==== The data
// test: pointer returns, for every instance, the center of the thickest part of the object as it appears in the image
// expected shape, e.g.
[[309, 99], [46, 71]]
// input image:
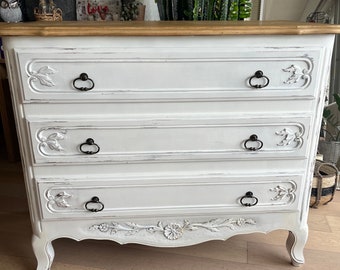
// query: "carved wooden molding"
[[173, 231]]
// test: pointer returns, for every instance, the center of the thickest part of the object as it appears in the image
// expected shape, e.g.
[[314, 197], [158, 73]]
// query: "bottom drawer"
[[166, 196]]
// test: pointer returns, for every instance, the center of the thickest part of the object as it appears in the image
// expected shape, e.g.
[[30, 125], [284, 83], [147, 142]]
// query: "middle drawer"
[[160, 195], [147, 140]]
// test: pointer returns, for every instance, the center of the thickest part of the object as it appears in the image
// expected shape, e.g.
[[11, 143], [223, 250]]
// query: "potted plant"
[[204, 10], [329, 144]]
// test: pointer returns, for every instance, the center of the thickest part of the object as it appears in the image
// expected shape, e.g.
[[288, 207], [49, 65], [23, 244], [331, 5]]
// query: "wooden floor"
[[248, 252]]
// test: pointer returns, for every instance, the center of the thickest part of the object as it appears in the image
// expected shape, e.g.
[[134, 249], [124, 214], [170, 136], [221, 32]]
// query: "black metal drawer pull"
[[94, 205], [249, 199], [254, 79], [89, 143], [83, 77], [248, 143]]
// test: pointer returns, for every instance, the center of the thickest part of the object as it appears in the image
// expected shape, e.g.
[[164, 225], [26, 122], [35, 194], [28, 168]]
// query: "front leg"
[[295, 244], [43, 251]]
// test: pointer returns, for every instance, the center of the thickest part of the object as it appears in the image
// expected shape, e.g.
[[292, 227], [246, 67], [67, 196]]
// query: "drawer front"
========
§ **Requirements**
Please set down the lines of the records word for word, starting at the very first line and ending after the line that contains "[[173, 231]]". Leave the picture out of your copy.

§ **Exercise answer**
// test: pointer returns, for every instance, the center of the thickest part of the object as it appears in the image
// expected shape, e.g.
[[309, 99], [46, 71]]
// input image:
// query: "carved wooden molding"
[[173, 231]]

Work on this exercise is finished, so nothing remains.